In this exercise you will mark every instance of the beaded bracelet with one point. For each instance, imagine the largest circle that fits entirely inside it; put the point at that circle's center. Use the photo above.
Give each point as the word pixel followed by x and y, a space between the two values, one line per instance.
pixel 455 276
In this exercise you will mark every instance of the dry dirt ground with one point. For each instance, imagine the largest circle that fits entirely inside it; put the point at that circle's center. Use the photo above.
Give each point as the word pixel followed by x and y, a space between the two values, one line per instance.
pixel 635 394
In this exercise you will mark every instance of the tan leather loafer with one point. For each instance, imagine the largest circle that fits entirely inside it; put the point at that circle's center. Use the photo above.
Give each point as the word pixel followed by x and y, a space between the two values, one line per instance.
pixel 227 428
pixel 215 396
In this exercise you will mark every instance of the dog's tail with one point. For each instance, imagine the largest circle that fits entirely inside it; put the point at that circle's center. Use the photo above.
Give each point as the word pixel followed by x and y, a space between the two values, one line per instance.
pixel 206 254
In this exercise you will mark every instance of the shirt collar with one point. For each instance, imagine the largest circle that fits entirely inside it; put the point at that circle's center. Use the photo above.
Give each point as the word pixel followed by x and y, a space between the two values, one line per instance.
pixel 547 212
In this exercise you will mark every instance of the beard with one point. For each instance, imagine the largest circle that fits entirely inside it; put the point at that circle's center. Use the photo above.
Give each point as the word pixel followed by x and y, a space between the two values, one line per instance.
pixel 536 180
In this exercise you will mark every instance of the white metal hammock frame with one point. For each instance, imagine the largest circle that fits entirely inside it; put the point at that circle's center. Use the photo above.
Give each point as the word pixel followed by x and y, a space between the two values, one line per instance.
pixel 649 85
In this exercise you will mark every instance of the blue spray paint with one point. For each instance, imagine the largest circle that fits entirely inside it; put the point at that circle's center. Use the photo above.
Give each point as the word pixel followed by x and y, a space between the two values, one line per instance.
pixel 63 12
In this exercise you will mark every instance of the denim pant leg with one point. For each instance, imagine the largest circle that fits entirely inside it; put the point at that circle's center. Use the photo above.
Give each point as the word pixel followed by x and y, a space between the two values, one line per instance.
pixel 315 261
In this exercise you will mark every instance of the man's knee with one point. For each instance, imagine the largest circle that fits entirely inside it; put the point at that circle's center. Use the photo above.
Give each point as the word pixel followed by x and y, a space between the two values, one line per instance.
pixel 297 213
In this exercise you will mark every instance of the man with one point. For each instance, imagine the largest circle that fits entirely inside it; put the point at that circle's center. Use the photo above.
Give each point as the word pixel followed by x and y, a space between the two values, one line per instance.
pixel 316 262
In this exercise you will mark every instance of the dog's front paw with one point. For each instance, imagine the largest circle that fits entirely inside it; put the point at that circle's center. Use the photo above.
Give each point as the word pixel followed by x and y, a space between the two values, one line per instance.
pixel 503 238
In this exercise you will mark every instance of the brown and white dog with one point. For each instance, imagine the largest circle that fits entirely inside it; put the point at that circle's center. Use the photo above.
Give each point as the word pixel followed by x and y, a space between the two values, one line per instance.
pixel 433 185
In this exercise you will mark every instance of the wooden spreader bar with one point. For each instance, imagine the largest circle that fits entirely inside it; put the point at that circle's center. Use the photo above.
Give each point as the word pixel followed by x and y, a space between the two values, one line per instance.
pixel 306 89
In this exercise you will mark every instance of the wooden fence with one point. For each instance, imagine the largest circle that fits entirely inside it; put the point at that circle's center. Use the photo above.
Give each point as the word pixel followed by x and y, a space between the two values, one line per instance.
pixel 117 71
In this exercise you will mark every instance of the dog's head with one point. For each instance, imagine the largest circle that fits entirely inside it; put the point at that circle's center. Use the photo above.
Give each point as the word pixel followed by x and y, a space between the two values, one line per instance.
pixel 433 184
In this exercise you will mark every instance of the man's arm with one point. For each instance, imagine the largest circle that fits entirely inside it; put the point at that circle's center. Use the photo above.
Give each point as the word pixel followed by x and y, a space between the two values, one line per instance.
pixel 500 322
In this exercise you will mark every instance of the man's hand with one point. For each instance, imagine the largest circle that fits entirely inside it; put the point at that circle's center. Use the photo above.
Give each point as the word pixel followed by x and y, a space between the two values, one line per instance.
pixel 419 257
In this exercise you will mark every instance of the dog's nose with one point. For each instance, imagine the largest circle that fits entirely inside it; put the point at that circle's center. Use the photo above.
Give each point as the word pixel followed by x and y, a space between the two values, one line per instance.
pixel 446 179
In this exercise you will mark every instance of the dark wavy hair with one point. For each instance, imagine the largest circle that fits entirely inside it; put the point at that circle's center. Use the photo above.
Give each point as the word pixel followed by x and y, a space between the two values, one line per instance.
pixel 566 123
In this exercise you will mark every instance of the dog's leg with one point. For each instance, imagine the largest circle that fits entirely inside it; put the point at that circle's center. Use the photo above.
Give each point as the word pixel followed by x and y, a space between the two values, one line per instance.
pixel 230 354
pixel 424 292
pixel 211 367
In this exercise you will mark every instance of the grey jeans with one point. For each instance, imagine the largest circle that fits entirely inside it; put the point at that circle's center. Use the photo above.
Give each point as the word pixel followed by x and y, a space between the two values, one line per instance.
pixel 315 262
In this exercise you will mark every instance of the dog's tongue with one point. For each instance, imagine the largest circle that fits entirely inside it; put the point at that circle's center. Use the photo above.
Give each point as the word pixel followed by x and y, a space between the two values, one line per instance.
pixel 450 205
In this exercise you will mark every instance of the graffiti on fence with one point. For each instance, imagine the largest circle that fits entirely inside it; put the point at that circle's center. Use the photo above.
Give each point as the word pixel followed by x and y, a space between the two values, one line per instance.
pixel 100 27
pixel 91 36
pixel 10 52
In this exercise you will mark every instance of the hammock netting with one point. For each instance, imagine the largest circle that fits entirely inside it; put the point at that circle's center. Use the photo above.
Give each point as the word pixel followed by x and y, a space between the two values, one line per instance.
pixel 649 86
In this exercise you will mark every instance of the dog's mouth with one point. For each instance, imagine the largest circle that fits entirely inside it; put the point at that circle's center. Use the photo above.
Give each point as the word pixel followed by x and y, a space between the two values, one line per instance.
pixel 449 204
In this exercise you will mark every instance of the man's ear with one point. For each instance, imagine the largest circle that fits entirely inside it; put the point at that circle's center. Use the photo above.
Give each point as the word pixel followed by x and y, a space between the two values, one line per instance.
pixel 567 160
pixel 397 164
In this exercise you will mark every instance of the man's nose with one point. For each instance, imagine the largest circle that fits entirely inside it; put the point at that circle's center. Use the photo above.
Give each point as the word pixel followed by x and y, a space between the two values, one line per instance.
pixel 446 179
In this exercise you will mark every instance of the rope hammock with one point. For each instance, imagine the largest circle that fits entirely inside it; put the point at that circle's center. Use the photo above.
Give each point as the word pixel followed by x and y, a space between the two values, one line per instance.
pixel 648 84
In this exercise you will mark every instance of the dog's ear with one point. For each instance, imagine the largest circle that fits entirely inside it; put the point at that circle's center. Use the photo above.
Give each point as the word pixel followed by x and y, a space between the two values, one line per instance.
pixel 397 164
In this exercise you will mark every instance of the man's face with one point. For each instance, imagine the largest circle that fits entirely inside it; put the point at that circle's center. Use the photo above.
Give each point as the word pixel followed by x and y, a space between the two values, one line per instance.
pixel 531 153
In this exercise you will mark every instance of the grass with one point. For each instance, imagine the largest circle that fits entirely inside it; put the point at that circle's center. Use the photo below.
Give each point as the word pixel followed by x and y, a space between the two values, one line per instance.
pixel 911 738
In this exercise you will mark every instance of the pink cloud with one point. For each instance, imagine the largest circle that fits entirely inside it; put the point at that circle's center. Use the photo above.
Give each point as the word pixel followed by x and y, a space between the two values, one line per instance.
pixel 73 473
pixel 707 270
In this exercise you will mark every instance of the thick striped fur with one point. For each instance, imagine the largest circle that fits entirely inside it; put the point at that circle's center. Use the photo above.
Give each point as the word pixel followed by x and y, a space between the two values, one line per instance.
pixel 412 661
* * *
## Task requirements
Each line from the one containing "In this exercise you will mark every instance of the rope" to the final line of the entries above must be returned exactly, and no other line may appear.

## Task answer
In this exercise you will mark every instance of the rope hammock with one point. For each instance, imagine the largest circle that fits entirely inside it; put the point at that circle's center. Use the photo above.
Give each point as the word pixel followed by x and y, a space between the two values, one line per instance.
pixel 648 84
In this exercise you will mark every instance of the dog's ear with one point. For each instance, imagine the largest circle that fits entirely inside it; put the point at that circle's center. Use the photo above.
Give each point as the word pixel followed by x and y, a space between the two values, one line per instance.
pixel 397 164
In this exercise you will mark every instance of the man's face with one point. For each instance, imagine the largest circle that fits entirely inside it; put the point at that circle's center. Use the photo above.
Give each point as the word pixel followed by x and y, a space between the two values, one line per instance.
pixel 531 153
In this exercise you will mark every instance of the grass with one point. For each instance, imagine the largest circle that fits entirely inside it; put the point at that circle's center. Use the photo below.
Give each point as the word pixel followed by x and y, a space between the two values, one line per instance.
pixel 911 738
In this exercise you will mark every instance of the pink cloud with one point. For each instance, imagine the largest circle that fits entirely inside it; put the point at that circle's center. Use the photo above.
Give each point as the word pixel followed by x and y, a space between the two values, one line per instance.
pixel 73 473
pixel 707 270
In this exercise you will mark every instance of the thick striped fur with one point. For each instance, imagine the largest circle that fits entirely inside it; put the point at that circle's center. Use the photo above.
Give each point as the word pixel followed by x and y, a space between the two values, one line per instance.
pixel 412 661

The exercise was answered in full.